What is obesity?
Obesity is a condition in which a person has an unhealthy amount and/or distribution of body fat.
To measure obesity, researchers commonly use a scale known as the body mass index (BMI). BMI is calculated by dividing a person’s weight (in kilograms) by their height (in meters) squared (commonly expressed as kg/m2). BMI provides a more accurate measure of obesity than weight alone, and for most people it is a fairly good (although indirect) indicator of body fatness.
Other measurements that reflect the distribution of body fat—that is, whether more fat is carried around the hips or the abdomen—are increasingly being used along with BMI as indicators of obesity and disease risks. These measurements include waist circumference and the waist-to-hip ratio (the waist circumference divided by the hip circumference).
Compared with people of normal weight, those who are overweight or obese are at greater risk for many diseases, including diabetes, high blood pressure, cardiovascular disease, stroke, and many cancers.

→ **WHAT THE TASK ASKS**
Rewrite everything from "What is obesity?" down to "the hip circumference)." in the obesity passage, substituting "waist measurement" for "waist circumference". The data that follows has no connection to the passage on obesity.

→ **DATA BELOW**

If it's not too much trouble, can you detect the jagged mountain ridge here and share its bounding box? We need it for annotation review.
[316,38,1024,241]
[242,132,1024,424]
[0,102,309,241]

→ **ANSWER TO THIS EXERCISE**
What is obesity?
Obesity is a condition in which a person has an unhealthy amount and/or distribution of body fat.
To measure obesity, researchers commonly use a scale known as the body mass index (BMI). BMI is calculated by dividing a person’s weight (in kilograms) by their height (in meters) squared (commonly expressed as kg/m2). BMI provides a more accurate measure of obesity than weight alone, and for most people it is a fairly good (although indirect) indicator of body fatness.
Other measurements that reflect the distribution of body fat—that is, whether more fat is carried around the hips or the abdomen—are increasingly being used along with BMI as indicators of obesity and disease risks. These measurements include waist measurement and the waist-to-hip ratio (the waist measurement divided by the hip circumference).